**Rows:**
..........

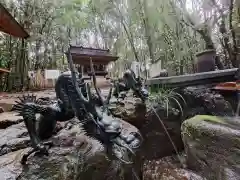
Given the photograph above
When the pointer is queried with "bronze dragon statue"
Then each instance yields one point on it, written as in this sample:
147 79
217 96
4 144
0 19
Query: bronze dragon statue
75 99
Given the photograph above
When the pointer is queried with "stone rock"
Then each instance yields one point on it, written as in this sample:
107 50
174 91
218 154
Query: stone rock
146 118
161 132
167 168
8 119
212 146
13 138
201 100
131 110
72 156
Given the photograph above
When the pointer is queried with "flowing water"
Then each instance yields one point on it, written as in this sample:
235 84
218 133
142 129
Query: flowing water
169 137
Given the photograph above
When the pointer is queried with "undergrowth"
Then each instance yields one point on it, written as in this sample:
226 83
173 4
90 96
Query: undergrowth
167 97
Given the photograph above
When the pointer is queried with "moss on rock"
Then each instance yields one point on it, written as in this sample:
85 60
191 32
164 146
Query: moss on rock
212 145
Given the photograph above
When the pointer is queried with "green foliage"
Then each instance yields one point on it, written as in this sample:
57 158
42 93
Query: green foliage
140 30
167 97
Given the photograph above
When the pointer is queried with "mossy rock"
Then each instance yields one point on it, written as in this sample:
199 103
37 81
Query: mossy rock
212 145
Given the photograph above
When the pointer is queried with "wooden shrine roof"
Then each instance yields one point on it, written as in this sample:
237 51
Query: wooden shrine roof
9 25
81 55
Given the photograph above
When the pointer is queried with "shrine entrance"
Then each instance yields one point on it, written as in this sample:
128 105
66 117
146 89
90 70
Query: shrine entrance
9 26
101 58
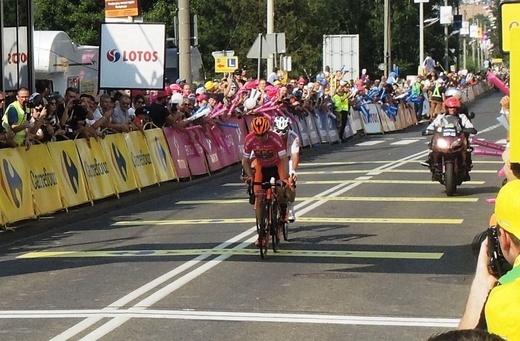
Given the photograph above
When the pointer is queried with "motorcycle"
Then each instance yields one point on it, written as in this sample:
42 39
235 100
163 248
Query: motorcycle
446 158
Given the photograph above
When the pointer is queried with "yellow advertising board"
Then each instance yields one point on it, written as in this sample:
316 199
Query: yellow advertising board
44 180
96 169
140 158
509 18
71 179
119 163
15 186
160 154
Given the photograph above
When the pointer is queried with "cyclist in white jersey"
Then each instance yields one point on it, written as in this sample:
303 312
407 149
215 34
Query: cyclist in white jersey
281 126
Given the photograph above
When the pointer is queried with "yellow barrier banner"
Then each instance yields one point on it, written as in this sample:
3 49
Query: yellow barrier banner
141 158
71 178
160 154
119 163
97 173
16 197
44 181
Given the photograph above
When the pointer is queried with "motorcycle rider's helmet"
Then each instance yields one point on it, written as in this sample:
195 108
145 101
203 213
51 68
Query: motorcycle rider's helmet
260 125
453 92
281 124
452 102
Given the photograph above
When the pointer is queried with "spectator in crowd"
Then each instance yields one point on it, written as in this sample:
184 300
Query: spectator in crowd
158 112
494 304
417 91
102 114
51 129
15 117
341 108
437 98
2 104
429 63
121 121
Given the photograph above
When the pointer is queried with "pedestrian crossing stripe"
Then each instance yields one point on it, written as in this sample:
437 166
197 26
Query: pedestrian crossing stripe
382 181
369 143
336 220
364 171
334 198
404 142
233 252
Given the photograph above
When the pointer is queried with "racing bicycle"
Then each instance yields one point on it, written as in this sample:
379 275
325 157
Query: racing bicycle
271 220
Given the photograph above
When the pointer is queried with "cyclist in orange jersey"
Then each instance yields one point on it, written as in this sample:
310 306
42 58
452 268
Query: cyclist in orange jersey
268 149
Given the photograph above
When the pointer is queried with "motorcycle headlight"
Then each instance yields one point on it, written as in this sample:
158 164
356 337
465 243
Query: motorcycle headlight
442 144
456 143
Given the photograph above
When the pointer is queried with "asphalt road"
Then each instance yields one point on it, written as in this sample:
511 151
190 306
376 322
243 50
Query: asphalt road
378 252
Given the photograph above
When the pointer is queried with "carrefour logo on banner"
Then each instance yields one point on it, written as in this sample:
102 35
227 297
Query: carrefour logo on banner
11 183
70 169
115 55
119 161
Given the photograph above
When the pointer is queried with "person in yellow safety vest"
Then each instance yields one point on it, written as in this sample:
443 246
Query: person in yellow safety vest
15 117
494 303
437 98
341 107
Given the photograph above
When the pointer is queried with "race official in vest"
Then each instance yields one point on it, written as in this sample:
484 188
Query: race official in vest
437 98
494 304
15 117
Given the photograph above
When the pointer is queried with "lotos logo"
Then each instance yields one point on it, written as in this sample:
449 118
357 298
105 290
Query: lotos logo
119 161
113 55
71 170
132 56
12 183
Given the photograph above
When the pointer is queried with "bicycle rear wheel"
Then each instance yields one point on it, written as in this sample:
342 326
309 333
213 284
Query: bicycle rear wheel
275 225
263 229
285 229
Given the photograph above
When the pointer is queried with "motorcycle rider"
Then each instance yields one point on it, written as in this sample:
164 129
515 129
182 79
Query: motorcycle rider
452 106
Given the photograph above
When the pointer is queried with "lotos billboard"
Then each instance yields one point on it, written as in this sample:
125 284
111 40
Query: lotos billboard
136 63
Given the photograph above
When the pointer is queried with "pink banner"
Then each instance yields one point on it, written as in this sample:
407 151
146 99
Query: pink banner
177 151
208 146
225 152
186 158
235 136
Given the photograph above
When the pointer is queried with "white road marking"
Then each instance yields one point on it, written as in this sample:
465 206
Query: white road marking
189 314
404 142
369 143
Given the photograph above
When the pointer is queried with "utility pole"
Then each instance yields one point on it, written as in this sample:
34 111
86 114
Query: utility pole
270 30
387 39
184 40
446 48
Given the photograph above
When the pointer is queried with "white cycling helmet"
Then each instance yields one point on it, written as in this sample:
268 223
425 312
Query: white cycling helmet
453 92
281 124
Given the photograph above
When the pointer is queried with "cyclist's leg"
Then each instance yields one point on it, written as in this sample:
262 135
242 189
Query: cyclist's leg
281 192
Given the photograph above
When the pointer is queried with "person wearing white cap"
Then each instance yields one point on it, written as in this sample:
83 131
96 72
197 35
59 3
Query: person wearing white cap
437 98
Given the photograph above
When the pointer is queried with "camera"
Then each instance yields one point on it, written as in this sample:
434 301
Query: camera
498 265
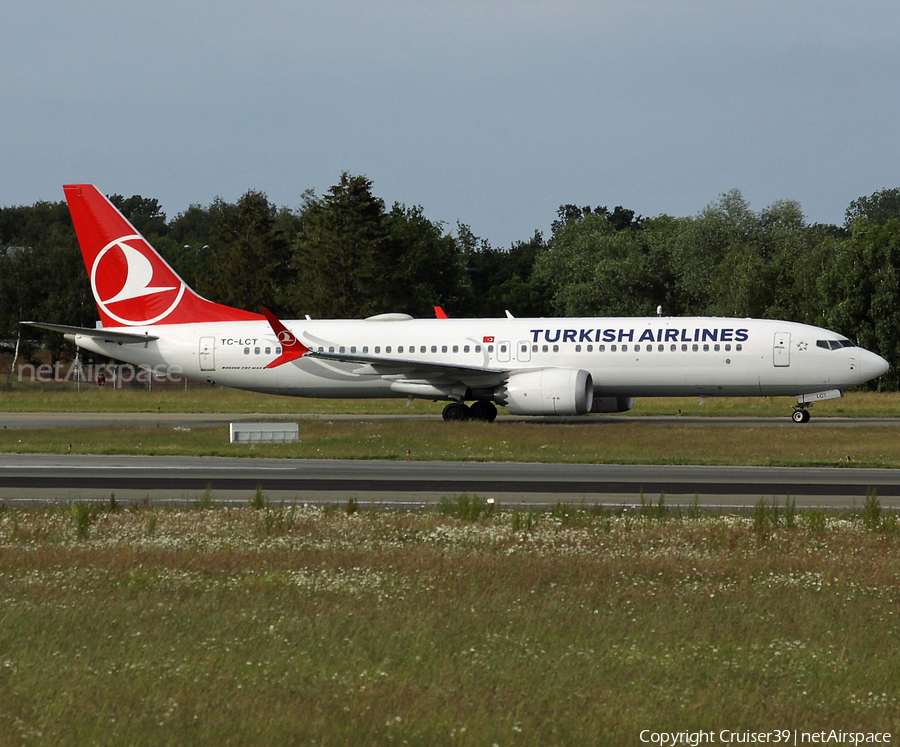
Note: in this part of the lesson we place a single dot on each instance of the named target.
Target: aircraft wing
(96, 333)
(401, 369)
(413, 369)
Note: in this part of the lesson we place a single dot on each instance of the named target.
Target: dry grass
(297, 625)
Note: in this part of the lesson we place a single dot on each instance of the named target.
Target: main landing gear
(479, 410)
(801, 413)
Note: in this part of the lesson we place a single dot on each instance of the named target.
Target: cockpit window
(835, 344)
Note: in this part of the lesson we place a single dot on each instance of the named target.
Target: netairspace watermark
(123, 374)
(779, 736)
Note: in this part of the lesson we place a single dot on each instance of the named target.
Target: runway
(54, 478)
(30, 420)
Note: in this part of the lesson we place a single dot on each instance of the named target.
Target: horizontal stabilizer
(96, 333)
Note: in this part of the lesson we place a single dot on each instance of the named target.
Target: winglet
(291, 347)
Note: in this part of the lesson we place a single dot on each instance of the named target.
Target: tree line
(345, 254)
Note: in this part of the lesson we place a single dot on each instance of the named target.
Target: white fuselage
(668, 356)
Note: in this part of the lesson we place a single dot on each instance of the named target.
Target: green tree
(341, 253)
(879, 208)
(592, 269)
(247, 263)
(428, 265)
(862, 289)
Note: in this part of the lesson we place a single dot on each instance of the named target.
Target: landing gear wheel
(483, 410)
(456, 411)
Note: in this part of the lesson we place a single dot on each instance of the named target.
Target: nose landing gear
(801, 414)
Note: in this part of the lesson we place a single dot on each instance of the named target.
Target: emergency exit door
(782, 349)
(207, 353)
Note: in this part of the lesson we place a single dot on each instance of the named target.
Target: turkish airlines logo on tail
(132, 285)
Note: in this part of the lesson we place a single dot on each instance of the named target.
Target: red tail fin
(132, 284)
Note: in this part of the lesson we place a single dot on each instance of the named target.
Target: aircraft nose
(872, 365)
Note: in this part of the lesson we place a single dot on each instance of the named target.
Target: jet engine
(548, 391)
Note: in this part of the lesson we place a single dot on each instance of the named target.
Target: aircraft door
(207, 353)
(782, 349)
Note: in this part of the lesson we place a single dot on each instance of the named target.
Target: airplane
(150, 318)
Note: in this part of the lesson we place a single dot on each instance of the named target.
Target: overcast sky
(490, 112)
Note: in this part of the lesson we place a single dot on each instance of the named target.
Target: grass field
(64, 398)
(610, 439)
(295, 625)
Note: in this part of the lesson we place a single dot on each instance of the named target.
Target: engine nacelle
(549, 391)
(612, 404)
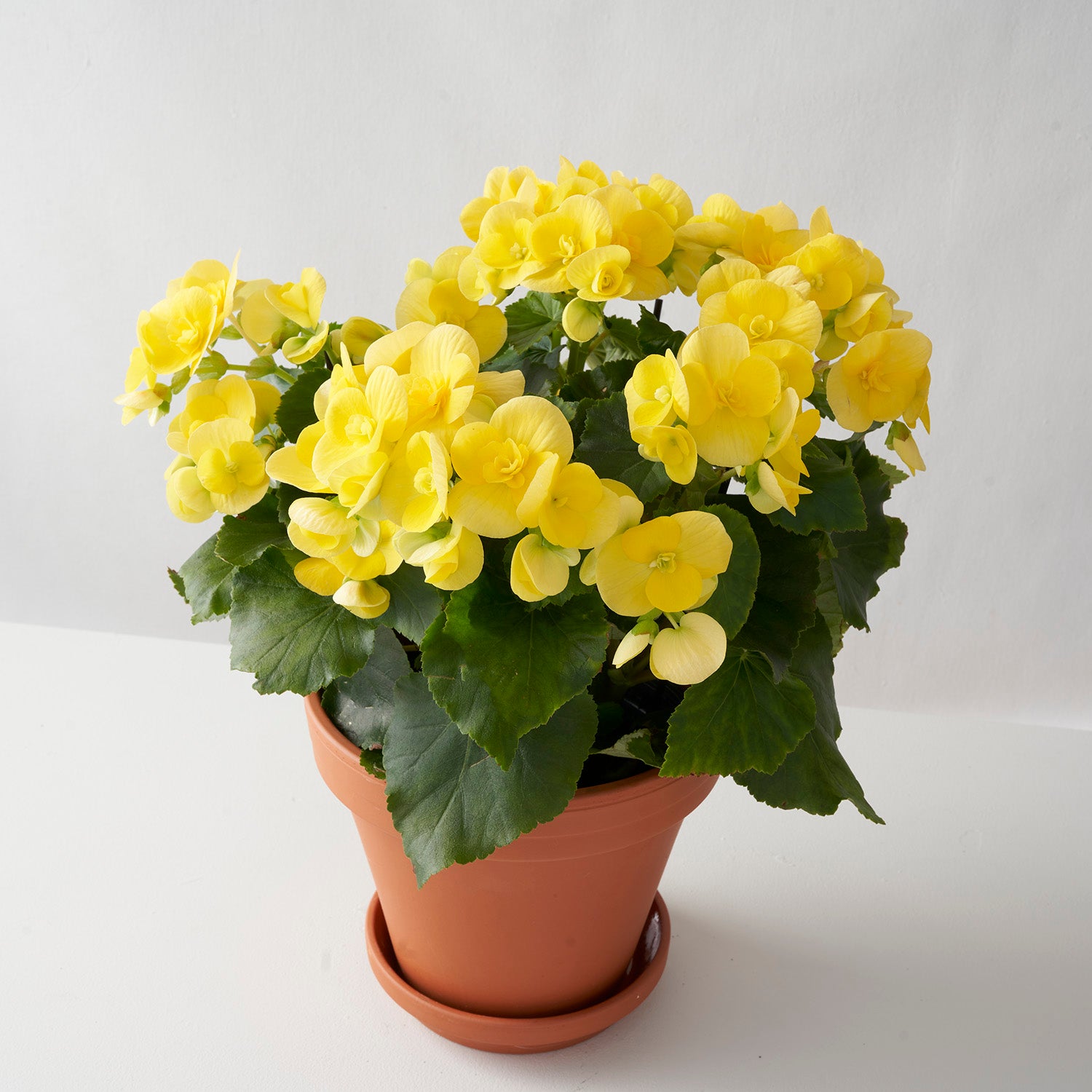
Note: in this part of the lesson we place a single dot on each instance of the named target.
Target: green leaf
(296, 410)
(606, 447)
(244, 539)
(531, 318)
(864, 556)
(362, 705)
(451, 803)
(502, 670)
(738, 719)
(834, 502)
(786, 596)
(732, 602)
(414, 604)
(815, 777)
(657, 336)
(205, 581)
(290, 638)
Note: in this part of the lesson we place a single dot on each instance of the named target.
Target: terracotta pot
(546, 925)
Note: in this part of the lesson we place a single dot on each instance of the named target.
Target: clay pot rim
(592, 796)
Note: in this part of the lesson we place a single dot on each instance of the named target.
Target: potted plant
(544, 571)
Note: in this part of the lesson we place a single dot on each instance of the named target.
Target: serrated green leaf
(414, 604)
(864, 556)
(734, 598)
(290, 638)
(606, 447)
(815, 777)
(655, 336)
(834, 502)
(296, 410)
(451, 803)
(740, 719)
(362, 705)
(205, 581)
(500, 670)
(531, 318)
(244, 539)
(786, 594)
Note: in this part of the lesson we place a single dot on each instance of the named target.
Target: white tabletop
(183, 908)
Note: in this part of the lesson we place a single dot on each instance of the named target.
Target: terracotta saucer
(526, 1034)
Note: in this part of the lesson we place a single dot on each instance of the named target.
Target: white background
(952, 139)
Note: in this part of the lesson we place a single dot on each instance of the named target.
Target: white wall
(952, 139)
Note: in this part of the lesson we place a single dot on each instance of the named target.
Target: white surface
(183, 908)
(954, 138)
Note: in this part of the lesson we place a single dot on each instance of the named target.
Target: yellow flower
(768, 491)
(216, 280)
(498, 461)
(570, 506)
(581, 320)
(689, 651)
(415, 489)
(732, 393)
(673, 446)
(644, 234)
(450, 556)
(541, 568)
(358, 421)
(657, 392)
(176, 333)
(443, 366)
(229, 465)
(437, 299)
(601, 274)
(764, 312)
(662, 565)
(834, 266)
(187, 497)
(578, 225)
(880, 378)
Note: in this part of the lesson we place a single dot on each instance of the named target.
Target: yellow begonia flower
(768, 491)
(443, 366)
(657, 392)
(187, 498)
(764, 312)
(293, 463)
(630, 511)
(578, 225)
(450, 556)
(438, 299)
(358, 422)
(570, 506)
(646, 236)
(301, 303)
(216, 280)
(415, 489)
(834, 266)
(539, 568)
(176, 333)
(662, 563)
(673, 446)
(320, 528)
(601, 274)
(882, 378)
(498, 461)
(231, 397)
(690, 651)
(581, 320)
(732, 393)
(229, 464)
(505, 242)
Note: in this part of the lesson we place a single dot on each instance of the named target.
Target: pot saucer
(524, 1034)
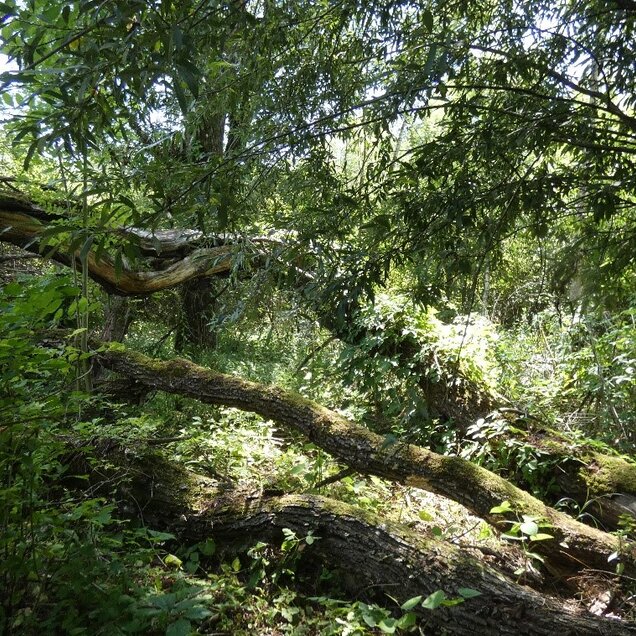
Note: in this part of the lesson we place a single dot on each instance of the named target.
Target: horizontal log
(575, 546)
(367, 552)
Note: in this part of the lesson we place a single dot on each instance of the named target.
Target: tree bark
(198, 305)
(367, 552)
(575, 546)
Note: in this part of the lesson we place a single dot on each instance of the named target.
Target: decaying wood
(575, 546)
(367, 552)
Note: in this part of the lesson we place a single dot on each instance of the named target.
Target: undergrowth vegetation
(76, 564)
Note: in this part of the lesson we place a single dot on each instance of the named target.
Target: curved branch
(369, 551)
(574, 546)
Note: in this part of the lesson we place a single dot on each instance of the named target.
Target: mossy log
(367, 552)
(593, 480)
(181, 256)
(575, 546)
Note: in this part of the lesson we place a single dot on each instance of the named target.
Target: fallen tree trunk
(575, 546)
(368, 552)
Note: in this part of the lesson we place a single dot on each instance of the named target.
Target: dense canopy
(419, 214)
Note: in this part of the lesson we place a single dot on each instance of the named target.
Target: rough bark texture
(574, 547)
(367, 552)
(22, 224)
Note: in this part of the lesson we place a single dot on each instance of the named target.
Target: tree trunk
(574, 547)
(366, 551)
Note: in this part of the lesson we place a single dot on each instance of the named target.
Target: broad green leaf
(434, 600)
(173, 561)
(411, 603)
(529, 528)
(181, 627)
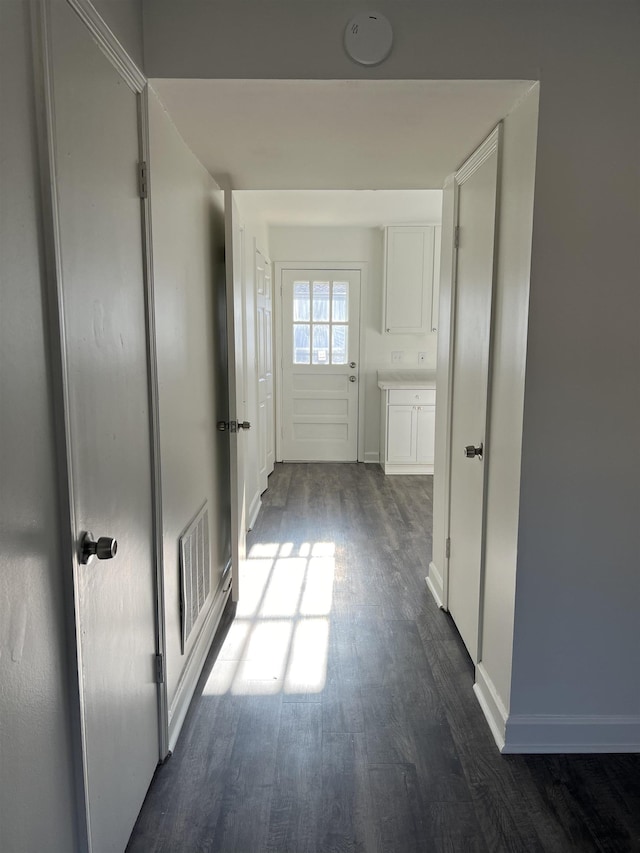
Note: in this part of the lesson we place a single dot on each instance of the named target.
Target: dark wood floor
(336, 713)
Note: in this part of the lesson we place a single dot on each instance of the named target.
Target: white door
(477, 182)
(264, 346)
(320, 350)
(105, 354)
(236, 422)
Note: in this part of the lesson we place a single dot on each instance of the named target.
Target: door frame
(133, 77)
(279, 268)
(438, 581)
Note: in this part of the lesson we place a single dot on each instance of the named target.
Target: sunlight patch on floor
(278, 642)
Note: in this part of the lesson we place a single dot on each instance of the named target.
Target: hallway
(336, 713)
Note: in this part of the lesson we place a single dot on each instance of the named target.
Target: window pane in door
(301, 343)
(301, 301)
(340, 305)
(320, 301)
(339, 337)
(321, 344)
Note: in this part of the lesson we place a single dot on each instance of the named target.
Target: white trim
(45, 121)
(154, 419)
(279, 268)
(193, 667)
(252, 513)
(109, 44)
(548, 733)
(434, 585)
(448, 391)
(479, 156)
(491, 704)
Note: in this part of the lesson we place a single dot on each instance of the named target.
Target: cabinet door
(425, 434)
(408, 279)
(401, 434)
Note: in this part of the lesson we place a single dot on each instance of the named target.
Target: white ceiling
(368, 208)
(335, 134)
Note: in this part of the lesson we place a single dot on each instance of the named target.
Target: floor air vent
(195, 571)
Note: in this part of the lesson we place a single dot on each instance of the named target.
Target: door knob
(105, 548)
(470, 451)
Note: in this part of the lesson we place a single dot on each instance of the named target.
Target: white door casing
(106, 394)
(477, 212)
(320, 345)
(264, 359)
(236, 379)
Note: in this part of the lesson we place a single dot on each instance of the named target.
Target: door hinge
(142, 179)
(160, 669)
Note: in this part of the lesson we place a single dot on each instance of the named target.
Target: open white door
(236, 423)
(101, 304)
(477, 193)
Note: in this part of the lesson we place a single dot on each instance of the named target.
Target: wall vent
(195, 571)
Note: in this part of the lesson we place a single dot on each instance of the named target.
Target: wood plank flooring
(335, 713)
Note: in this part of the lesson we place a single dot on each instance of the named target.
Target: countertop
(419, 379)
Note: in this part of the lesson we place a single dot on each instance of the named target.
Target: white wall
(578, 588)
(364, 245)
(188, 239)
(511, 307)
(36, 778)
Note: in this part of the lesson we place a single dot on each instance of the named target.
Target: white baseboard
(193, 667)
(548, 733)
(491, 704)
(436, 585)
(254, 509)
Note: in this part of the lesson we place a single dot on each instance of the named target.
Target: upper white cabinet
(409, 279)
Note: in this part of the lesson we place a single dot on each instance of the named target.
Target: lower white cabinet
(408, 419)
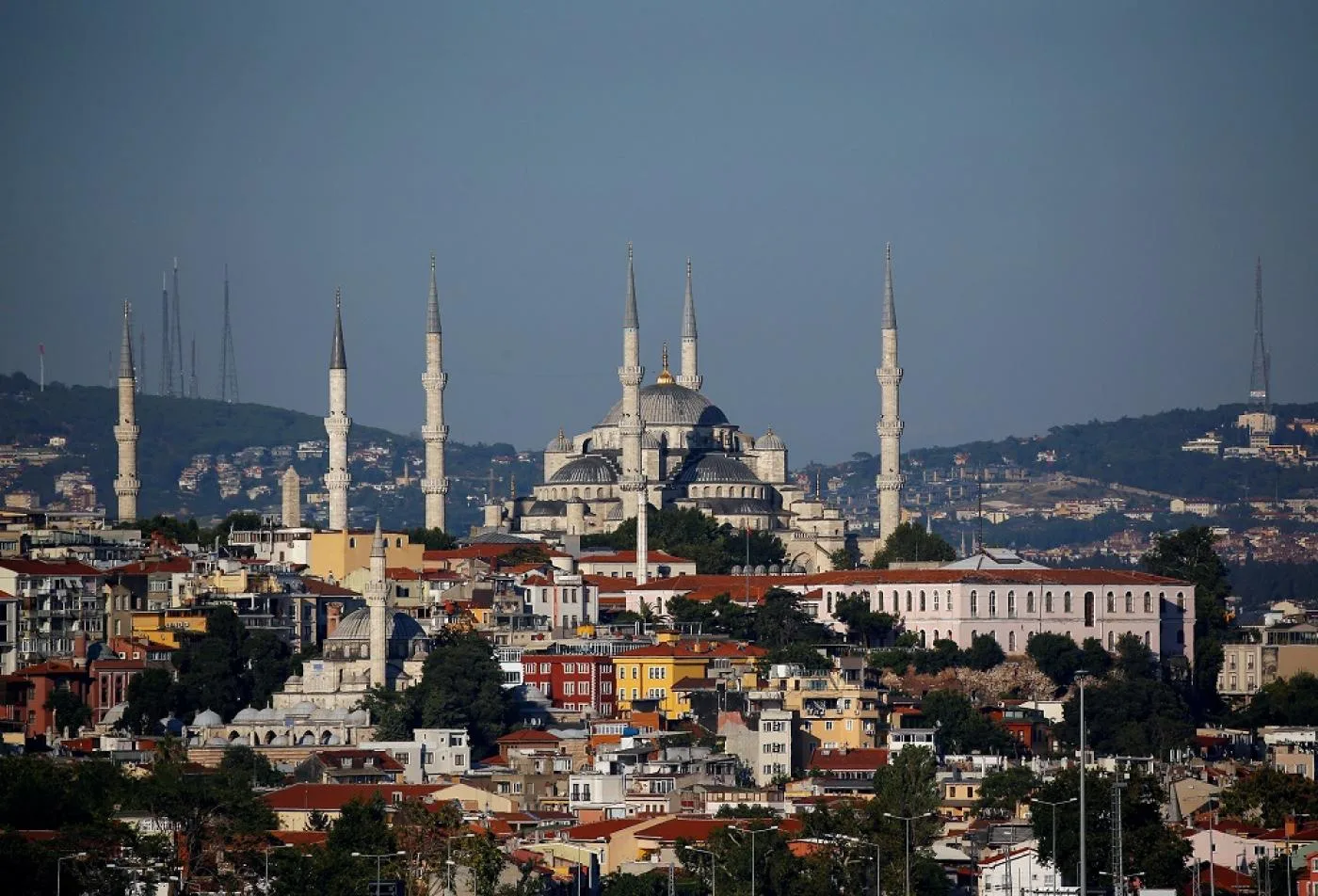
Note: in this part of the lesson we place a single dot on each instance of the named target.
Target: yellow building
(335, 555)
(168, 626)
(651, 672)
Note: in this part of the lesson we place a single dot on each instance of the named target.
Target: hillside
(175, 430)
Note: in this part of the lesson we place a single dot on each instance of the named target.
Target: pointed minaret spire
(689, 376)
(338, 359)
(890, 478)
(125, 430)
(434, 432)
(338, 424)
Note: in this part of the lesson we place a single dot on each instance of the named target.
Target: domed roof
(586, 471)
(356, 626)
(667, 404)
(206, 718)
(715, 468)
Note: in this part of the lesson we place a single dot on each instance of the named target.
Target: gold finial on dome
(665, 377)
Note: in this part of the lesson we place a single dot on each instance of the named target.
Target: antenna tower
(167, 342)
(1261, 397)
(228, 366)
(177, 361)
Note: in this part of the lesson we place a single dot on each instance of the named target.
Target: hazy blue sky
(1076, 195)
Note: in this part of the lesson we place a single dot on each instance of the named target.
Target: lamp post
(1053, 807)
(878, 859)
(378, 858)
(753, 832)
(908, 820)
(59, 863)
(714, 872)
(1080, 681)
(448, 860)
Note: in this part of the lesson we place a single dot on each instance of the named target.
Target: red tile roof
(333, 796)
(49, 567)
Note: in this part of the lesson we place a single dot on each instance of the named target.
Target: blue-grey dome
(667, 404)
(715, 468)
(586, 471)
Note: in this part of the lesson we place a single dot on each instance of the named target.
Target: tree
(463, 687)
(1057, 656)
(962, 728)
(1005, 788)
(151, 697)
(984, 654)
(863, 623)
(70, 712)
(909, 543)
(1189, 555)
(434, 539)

..........

**Direction:** Which lines above contain the word "stone"? Find each one, treating uppercase and lowercase letters as different, and copy it out in full.

**Solution to this task:**
When the pointer is queried with "stone rock"
Query: stone rock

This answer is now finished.